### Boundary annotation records
========================================================================

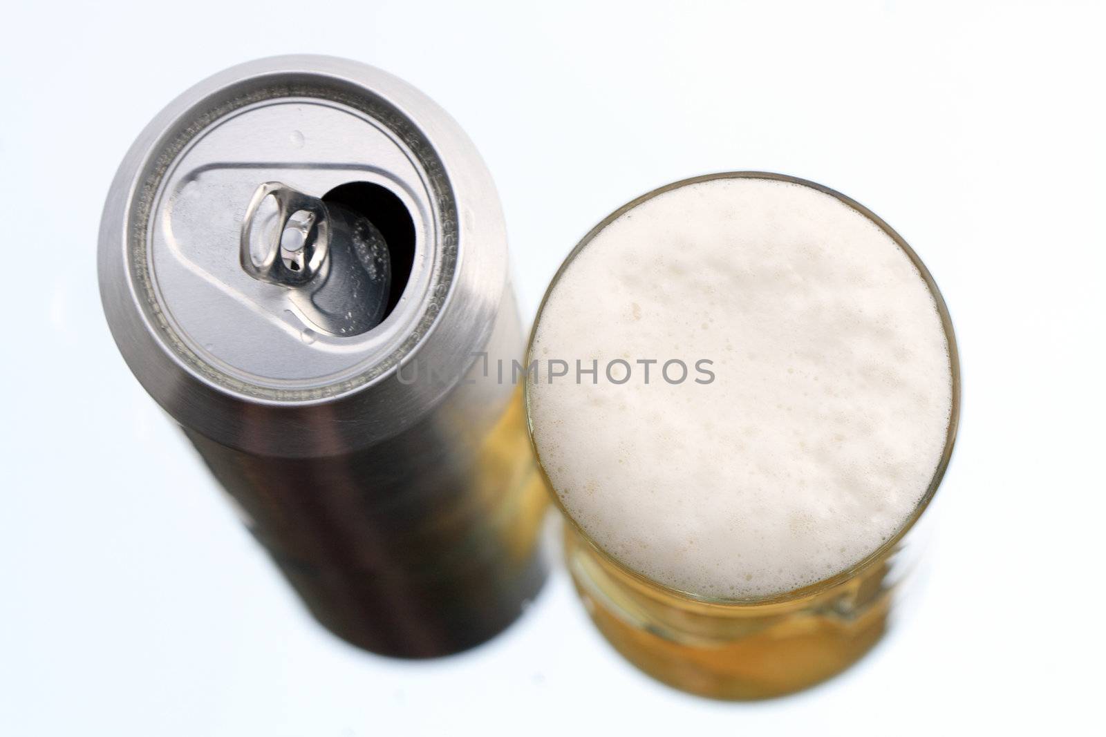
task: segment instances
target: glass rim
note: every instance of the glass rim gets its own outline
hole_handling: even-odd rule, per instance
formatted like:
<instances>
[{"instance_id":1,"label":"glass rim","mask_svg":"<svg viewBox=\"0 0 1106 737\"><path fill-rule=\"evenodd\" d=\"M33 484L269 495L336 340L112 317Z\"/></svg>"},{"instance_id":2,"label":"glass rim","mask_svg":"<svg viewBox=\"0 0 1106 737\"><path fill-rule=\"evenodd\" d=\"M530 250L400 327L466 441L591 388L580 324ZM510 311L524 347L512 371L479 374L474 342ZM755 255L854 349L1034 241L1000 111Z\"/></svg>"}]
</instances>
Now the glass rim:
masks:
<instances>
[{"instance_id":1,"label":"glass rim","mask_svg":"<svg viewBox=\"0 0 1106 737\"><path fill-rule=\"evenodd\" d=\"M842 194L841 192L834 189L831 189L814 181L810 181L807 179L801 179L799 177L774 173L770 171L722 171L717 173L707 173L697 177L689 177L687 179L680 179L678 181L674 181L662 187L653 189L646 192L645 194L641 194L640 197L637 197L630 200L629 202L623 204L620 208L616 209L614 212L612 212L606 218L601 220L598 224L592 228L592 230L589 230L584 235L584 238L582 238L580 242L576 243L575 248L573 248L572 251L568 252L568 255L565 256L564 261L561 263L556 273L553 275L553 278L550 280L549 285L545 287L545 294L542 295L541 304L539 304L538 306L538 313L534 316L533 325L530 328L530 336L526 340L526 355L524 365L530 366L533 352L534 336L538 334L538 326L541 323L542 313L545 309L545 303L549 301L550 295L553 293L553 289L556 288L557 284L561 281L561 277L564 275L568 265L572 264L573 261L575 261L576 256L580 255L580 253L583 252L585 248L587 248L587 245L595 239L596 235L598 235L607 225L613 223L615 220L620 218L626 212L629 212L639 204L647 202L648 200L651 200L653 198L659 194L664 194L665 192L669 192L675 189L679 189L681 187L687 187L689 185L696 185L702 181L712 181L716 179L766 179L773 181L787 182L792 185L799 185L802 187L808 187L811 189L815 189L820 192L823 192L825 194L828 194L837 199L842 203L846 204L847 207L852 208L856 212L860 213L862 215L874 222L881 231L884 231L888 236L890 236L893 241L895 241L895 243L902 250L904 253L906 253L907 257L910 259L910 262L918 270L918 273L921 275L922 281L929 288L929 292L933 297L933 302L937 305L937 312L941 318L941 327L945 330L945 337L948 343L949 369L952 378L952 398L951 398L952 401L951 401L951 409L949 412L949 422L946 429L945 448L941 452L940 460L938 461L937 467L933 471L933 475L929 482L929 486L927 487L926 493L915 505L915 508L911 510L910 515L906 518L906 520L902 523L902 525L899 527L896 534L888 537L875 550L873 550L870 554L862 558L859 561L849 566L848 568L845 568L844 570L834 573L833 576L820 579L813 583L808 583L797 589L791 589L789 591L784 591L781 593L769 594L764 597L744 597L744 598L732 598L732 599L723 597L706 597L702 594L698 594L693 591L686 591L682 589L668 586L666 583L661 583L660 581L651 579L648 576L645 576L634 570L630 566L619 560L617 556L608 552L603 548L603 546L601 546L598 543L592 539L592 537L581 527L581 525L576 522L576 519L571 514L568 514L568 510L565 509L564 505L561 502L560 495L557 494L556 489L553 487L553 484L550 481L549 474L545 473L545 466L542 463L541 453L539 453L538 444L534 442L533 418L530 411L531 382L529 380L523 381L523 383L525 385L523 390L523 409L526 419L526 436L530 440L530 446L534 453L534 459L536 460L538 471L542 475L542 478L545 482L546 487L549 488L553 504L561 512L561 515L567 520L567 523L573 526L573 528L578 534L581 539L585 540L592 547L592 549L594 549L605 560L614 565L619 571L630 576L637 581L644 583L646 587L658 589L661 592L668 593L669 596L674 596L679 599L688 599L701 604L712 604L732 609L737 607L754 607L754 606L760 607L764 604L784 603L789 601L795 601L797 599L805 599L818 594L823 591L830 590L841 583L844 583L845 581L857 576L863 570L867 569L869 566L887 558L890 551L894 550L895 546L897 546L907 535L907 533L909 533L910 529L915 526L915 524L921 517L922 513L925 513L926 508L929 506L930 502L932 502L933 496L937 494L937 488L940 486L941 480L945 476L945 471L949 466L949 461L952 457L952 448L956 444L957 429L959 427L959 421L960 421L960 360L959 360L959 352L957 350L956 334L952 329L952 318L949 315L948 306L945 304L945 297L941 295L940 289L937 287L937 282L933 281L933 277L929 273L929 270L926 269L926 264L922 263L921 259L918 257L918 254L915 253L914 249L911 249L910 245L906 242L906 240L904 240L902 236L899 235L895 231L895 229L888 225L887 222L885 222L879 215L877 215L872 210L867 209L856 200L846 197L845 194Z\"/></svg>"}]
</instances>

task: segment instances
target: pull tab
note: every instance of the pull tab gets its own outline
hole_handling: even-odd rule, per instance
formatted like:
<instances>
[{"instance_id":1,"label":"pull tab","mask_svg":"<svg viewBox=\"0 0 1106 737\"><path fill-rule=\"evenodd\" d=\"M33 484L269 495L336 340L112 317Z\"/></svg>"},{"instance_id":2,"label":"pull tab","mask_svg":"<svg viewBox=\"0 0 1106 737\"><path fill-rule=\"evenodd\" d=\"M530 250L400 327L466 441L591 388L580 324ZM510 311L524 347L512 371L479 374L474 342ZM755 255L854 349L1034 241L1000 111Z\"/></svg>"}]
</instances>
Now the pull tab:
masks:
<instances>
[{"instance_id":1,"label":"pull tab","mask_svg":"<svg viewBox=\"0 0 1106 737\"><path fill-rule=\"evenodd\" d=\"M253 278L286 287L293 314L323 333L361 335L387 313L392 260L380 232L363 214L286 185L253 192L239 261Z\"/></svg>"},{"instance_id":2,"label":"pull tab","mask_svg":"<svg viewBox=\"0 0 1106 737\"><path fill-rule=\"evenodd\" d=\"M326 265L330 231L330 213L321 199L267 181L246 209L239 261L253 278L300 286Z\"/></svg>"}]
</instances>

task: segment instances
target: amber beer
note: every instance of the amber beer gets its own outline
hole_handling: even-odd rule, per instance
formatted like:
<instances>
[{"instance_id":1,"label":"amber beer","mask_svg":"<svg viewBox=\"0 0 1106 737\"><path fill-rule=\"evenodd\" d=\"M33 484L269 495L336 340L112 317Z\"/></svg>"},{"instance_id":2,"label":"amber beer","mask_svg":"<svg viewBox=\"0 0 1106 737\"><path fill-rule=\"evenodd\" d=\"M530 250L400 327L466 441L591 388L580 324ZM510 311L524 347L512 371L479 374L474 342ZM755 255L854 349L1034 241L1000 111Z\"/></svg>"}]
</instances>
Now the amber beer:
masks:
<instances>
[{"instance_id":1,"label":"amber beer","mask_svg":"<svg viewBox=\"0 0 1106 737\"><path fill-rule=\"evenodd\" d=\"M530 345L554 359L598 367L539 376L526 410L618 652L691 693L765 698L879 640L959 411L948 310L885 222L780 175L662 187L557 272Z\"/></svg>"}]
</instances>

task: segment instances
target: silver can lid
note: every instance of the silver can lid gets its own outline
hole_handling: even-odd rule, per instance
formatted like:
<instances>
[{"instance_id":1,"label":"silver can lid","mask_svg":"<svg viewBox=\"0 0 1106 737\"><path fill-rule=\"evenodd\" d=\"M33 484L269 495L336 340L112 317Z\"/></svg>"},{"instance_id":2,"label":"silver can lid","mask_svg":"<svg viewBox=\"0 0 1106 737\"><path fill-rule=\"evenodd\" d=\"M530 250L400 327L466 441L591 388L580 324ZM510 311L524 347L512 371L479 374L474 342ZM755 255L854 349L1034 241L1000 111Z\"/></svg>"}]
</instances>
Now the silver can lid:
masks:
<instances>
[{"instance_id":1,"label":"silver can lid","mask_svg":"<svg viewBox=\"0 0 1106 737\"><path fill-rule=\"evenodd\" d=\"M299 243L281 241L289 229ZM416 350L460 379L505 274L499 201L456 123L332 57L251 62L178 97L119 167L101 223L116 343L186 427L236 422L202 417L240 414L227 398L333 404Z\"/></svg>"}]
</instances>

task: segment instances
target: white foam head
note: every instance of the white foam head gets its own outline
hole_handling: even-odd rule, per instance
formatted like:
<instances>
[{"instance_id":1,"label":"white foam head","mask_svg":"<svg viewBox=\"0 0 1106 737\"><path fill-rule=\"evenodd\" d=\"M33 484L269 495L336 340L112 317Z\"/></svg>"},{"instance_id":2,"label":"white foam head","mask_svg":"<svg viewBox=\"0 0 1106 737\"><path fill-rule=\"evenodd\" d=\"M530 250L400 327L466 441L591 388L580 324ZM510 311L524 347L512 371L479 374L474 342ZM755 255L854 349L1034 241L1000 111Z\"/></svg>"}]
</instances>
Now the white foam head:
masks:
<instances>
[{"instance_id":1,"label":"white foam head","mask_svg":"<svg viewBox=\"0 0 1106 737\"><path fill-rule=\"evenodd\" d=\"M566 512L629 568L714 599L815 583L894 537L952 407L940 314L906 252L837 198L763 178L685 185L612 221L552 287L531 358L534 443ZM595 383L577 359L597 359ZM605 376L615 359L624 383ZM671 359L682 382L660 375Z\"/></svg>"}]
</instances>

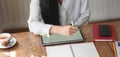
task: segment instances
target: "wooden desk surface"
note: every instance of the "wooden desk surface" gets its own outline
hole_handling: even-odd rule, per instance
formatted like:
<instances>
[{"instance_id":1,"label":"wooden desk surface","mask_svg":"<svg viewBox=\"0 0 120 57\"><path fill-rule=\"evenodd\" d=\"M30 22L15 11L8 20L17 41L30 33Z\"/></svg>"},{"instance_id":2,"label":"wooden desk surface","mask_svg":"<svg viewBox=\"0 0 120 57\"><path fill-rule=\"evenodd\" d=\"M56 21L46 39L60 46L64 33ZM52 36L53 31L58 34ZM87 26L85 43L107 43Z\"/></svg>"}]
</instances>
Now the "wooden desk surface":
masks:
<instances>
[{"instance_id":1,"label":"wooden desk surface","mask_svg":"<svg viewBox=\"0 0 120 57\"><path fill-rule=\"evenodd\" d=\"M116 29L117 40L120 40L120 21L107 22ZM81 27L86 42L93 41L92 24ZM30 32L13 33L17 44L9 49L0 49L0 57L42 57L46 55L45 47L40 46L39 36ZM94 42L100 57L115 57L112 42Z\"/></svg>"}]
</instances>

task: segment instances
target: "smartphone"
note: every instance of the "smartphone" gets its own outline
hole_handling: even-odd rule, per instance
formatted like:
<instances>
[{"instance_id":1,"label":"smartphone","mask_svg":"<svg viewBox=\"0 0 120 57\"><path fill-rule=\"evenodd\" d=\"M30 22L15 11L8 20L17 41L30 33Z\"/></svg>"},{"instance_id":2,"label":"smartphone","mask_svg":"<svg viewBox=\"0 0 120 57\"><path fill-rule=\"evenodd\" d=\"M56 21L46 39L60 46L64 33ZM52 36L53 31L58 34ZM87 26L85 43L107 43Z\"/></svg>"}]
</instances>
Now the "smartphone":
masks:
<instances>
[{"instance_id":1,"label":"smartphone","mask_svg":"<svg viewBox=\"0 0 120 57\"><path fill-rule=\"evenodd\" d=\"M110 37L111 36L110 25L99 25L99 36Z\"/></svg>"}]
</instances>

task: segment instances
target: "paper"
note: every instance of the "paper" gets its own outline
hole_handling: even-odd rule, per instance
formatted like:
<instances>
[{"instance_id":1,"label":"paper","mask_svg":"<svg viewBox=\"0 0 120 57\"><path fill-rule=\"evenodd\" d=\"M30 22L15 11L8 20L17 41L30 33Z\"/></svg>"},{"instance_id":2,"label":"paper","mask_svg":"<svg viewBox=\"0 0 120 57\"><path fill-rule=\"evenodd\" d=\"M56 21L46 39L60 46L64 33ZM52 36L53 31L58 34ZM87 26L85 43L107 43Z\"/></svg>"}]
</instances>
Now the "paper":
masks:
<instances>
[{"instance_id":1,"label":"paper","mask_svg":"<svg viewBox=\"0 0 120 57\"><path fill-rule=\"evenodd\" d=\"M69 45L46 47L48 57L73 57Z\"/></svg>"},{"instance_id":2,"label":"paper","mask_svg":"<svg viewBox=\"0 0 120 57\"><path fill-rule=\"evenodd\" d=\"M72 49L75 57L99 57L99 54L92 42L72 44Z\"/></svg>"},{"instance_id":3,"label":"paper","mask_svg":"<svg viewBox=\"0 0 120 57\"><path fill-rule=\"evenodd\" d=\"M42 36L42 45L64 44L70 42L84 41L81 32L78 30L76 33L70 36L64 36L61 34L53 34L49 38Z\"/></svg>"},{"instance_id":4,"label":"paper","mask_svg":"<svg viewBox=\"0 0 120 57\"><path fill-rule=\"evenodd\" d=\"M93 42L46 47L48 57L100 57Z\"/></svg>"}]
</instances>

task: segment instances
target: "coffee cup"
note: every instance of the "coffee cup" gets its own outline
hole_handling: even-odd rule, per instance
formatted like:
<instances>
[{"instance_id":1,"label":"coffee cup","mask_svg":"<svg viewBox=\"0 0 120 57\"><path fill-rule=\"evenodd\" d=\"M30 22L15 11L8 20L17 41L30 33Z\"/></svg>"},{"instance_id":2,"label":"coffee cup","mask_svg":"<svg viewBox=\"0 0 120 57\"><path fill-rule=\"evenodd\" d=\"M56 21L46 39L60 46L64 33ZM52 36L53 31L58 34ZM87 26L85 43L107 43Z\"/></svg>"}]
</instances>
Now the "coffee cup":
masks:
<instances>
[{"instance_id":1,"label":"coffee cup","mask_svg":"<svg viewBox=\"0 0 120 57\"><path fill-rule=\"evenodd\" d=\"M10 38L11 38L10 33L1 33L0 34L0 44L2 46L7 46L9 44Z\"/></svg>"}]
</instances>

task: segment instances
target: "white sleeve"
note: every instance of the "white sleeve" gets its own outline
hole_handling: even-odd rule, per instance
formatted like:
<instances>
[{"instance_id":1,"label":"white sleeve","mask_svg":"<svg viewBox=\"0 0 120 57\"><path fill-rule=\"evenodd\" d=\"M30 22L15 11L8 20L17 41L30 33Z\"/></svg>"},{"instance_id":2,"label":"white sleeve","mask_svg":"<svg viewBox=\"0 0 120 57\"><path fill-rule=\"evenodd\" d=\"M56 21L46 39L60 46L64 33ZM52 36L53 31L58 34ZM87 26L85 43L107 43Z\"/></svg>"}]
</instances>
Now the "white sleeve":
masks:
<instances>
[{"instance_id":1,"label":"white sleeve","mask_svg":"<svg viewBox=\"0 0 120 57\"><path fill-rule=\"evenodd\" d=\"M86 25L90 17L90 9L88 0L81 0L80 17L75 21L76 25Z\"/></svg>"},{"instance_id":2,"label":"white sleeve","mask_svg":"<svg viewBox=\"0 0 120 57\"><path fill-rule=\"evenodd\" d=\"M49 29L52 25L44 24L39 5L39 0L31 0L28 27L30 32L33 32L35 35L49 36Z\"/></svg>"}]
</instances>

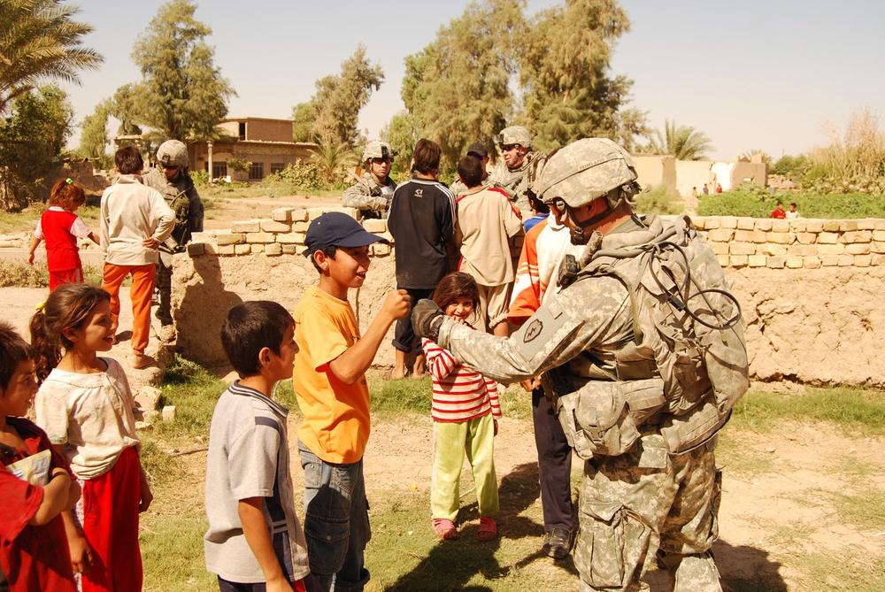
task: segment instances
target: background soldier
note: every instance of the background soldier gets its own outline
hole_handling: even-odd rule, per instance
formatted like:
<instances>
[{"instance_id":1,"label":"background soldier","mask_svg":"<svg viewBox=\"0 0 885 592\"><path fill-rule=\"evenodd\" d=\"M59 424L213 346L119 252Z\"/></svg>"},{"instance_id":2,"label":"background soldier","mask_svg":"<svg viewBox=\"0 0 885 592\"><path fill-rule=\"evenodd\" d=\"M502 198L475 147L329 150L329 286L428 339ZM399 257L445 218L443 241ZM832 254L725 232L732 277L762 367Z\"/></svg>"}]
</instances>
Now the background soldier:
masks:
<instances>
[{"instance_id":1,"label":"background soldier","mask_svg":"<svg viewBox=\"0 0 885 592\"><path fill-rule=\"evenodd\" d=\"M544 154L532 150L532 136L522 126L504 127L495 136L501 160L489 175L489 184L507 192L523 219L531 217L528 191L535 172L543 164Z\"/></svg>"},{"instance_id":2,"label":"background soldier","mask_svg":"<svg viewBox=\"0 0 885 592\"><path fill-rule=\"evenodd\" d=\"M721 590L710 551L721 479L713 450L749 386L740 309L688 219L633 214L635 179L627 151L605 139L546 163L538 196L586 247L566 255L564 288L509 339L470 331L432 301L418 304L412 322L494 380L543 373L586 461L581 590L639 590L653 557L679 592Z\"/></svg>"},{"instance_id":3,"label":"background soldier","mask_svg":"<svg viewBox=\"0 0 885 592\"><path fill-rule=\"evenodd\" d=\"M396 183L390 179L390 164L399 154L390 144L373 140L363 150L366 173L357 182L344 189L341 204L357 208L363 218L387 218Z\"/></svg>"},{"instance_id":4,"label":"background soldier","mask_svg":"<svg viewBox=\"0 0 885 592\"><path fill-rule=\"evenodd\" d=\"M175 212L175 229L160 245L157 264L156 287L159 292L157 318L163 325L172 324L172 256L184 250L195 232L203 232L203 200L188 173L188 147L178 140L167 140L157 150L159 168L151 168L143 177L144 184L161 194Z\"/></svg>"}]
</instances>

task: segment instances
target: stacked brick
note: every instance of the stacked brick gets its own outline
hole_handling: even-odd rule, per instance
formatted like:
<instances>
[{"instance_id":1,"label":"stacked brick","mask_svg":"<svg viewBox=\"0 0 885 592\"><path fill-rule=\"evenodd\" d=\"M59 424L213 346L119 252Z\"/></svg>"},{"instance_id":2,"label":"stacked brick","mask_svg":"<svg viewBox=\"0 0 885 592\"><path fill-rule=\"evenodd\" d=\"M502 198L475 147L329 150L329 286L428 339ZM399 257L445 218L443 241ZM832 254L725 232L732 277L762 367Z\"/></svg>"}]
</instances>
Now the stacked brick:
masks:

========================================================================

### EXERCISE DESCRIPTION
Find every line in the material that contains the string "target", treating uppercase and lowercase as different, and copy each such line.

### ANSWER TO THE TASK
target: glass rim
target: pull tab
target: amber beer
target: silver can lid
target: white foam head
target: "wooden desk surface"
target: "smartphone"
target: "paper"
target: "coffee cup"
target: "white sleeve"
target: background soldier
target: stacked brick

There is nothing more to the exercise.